Top of Listed entries

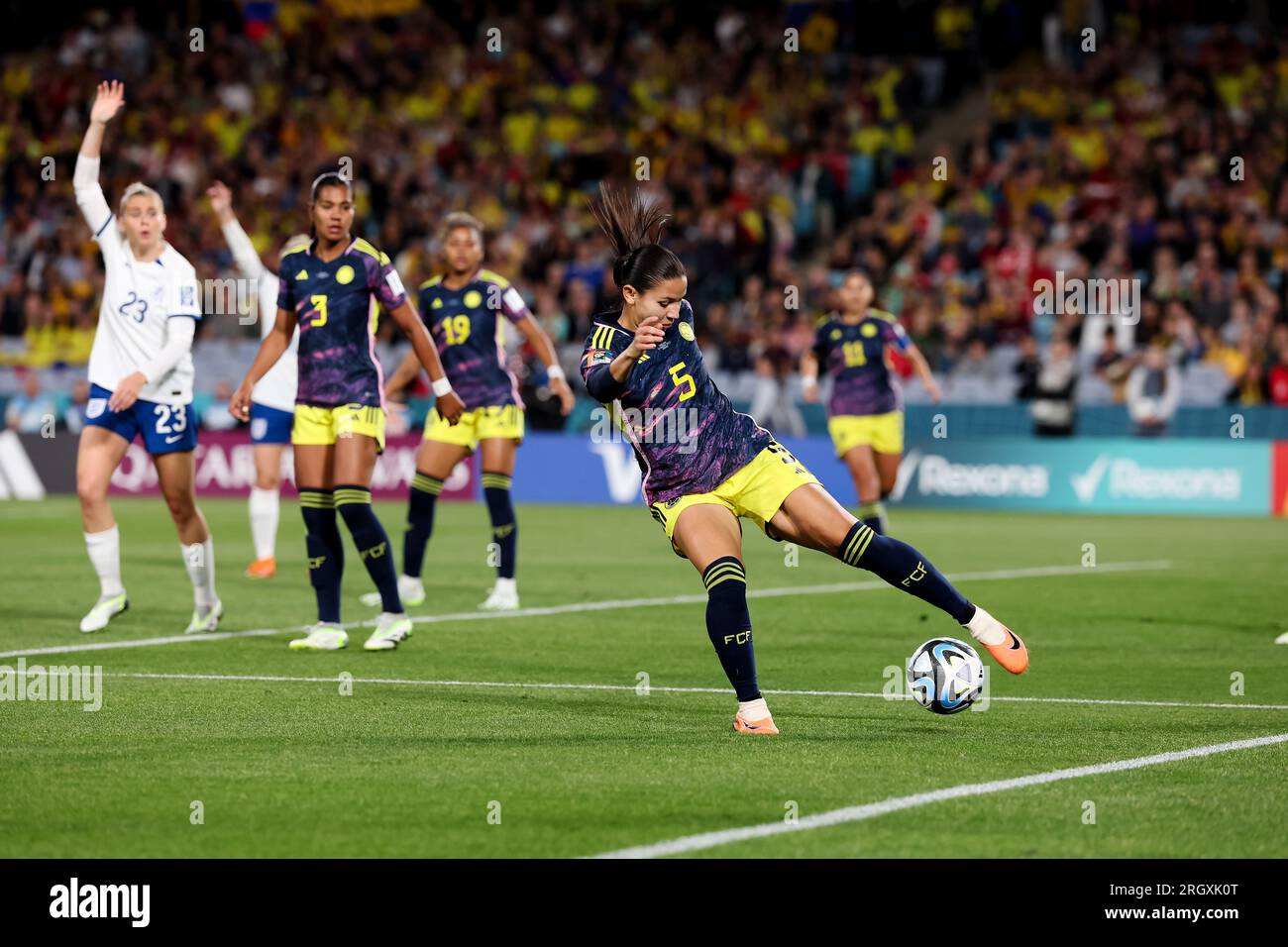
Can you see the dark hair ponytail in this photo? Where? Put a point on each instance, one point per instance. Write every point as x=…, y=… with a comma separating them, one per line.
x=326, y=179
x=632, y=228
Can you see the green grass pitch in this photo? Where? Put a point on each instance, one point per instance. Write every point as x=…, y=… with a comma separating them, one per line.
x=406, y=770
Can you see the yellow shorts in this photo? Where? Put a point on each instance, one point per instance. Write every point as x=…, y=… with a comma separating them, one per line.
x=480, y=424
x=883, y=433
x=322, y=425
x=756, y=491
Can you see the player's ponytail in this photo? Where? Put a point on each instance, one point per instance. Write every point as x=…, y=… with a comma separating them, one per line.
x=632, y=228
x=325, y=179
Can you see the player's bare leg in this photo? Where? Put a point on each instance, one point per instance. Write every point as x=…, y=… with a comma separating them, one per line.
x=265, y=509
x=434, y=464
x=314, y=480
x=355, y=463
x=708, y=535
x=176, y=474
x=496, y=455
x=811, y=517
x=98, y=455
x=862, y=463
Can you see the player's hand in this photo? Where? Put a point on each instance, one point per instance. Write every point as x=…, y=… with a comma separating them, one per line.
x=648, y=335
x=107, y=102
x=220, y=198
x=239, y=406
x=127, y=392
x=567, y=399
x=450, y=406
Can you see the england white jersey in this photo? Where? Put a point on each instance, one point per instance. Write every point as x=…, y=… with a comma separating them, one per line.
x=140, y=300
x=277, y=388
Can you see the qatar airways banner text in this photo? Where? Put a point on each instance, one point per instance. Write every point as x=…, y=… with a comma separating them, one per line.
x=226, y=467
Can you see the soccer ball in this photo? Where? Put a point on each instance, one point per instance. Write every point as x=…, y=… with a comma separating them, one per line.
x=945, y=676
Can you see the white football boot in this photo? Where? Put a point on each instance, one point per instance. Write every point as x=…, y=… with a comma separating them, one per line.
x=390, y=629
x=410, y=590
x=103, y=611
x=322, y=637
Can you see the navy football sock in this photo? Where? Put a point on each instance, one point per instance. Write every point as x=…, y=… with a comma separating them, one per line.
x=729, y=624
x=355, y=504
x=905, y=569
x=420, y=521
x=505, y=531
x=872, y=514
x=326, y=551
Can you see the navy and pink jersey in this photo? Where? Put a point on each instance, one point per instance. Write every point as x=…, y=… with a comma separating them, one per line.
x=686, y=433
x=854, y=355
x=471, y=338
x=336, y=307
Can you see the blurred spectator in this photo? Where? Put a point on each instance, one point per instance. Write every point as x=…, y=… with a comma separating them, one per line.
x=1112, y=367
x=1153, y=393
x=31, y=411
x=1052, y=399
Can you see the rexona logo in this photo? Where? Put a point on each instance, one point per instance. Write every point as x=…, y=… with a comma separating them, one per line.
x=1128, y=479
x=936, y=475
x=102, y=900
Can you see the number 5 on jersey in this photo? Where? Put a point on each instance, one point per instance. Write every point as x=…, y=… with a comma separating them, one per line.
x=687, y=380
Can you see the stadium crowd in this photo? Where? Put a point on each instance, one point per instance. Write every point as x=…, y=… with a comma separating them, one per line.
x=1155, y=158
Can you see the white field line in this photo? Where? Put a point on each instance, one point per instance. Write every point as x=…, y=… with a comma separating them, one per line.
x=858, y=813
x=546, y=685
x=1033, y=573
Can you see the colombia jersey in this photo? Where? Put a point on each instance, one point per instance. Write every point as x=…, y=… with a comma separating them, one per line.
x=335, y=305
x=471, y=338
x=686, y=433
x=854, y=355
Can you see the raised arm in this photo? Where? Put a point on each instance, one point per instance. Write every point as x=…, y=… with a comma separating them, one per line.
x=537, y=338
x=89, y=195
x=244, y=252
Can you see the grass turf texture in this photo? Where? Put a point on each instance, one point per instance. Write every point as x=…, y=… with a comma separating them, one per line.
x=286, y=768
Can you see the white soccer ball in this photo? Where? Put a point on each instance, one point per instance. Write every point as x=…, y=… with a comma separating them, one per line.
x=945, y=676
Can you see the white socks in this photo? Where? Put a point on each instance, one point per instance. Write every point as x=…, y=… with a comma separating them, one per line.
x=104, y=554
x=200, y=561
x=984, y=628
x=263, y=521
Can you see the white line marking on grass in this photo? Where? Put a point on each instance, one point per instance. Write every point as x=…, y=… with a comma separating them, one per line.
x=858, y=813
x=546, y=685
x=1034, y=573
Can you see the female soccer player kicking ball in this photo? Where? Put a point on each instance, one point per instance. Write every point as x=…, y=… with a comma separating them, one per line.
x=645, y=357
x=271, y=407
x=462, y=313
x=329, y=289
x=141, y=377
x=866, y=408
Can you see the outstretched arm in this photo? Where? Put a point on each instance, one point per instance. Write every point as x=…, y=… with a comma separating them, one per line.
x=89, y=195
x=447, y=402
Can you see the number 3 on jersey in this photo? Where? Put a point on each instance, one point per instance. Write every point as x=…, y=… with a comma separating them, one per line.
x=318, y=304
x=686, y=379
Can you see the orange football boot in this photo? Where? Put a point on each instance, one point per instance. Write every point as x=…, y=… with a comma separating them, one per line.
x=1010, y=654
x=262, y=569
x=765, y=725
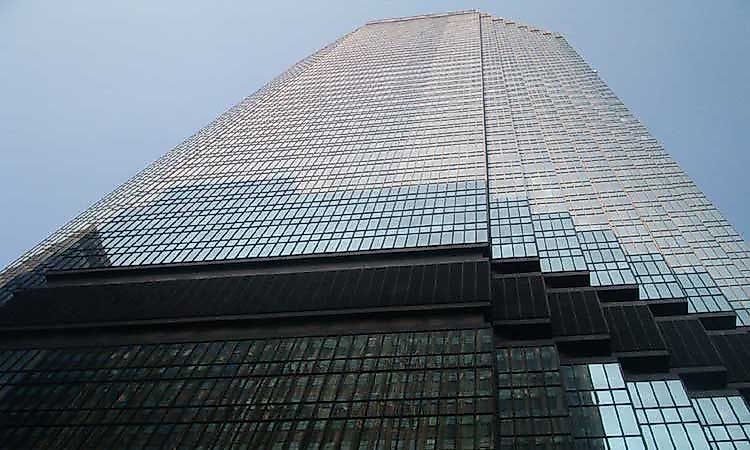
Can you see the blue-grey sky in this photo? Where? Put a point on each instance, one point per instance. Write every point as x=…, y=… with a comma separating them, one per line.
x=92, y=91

Bottom of Listed entries

▶ [Exercise objective]: Transcribe the complete set of entries verbatim. No pictures belong in the copy.

▶ [Written solution]:
Can you see the dark hair ponytail in this photo? Where? Put a point on each instance, one point per instance. Write every point as x=…, y=… with a comma separating them, one per line.
x=326, y=179
x=632, y=228
Can you see the green grass pitch in this photo? Where? Put a point on each instance, one point per instance. Write every point as x=…, y=… with a comma separating them, one per line.
x=406, y=770
Can you see the yellow shorts in this photo? Where? Put a point on each instance, one point per instance. Write every point as x=…, y=… with a comma separating them, one per line.
x=480, y=424
x=883, y=433
x=322, y=425
x=756, y=491
Can you see the player's ponytail in this photo? Where? Put a point on each instance, one point per instance. Write every point as x=…, y=… with a comma separating them, one per line.
x=632, y=228
x=325, y=179
Can you see the player's bare leg in this photo? Where? Put a point on each instance, one point per instance. Write every point as x=…, y=… with a comma separating them, one per line.
x=265, y=509
x=434, y=464
x=314, y=480
x=355, y=463
x=708, y=535
x=176, y=474
x=496, y=455
x=811, y=517
x=98, y=455
x=862, y=463
Can you see the player's hand in this photo? Where? Put a point on each instance, one point per instance. Write every point as x=…, y=… with a comma separating them, one per line.
x=648, y=335
x=107, y=102
x=220, y=198
x=239, y=406
x=127, y=392
x=567, y=399
x=450, y=406
Can you see the england white jersey in this photo? Where? Put a point on each instance, one point per instance. Write every point as x=…, y=… with a comma separating them, one per line.
x=140, y=300
x=277, y=388
Can you see the qatar airways banner text in this photo? Where? Put a point on each instance, one point per instance. Write every point as x=…, y=… with a comma separating them, one per line.
x=226, y=467
Can you see the soccer ball in this photo? Where? Put a point on each instance, one point per instance. Write every point as x=…, y=… with a comma separating them, one per line.
x=945, y=676
Can you see the white football boot in this photo? Where? Put a point on each instance, one point per instance. Write every point as x=…, y=… with a comma separating them, one per line.
x=390, y=629
x=410, y=590
x=103, y=611
x=322, y=637
Can you see the navy football sock in this photo? Where? Put a point on each instance, one point per instance. Write every point as x=…, y=… with a comma separating them, one per line.
x=729, y=624
x=355, y=504
x=905, y=569
x=420, y=521
x=505, y=531
x=872, y=514
x=326, y=551
Can you see the navy and pink jersey in this photo? Where? Put a point on each instance, one point per instance. Write every point as x=…, y=… with a comma separating them, one per line.
x=686, y=433
x=854, y=355
x=471, y=338
x=336, y=307
Can you see the blurred spectator in this photo? Where? Put a point on each instance, one point per instance. Write every point as x=…, y=… with a comma separating them, one per line.
x=1112, y=367
x=1153, y=393
x=31, y=411
x=1052, y=399
Can you see the rexona logo in this photo? Where? Put a point on each instance, one point per instance. Write every point as x=…, y=… with a comma separating them, one per line.
x=1128, y=479
x=936, y=475
x=102, y=900
Can you see the number 5 on jersey in this photo? Where? Put a point on each instance, one point per instance. Write every point as x=…, y=… with a comma separating them, one per line.
x=687, y=380
Can you see the stadium crowd in this photo? Where? Put a point on each instance, one point per instance. Write every point as x=…, y=… with a comma separating them, one per line.
x=1155, y=158
Can you see the white field line in this photo? Where? Put a point on each instance, one point per instance. Write every point as x=…, y=… with a comma separating them, one per line.
x=858, y=813
x=546, y=685
x=1033, y=573
Can you see the colombia jersey in this photo? Where? Put a point on each instance, one point per instance. Write every point as x=…, y=… with a comma separating them, one per line.
x=335, y=305
x=471, y=338
x=686, y=433
x=854, y=355
Can you see the raised arm in this photo? Where? Put a point on each instance, one point per instance. Write every point as x=…, y=… with a comma separating them, one per line.
x=537, y=338
x=89, y=195
x=244, y=252
Can you see the grass turf texture in this photo? Where? Put a point on each instance, one point per instance. Write every point as x=…, y=… with a comma separating them, one per line.
x=286, y=768
Can you see the white soccer ball in this photo? Where? Put a point on each instance, one point per instance. Write every point as x=…, y=… with a comma separating them, one per line.
x=945, y=676
Can you see the white socks in this photo? Where? Put a point on each instance, one point per instance. Write every point as x=…, y=… with a comma separating them, one per line.
x=104, y=554
x=200, y=561
x=984, y=628
x=263, y=521
Can you see the white line marking on grass in this photo? Where? Put a point on each instance, one point per instance. Write every point as x=…, y=… with a comma separating them, one per line.
x=858, y=813
x=546, y=685
x=1034, y=573
Can you see the female soccer player kicking ball in this photo? Where? Put a point on each instance, one point per instance. Write every point as x=…, y=… with a comma separating them, one per line.
x=645, y=357
x=271, y=407
x=462, y=313
x=329, y=289
x=141, y=377
x=866, y=408
Can you see the outstretched arm in this photo? Where? Put a point on each instance, one point per instance. Write every point as x=…, y=… with a comma separating them, one per line.
x=89, y=195
x=447, y=402
Can you see the number 3 on jersey in this photo? Where? Put a point on each instance, one point per instance. Write every point as x=…, y=… with a comma separating them, one per line.
x=318, y=304
x=686, y=379
Can you see the orange football boot in this photo? Where? Put a point on each instance, one point per instance. Write every point as x=…, y=… with a comma separating them, one per line.
x=1010, y=654
x=262, y=569
x=765, y=725
Can you see the blue-grey sky in this photo? Where? Put a point on each instance, one point per instance. Write every point as x=…, y=… with a comma separating them, one per line.
x=92, y=91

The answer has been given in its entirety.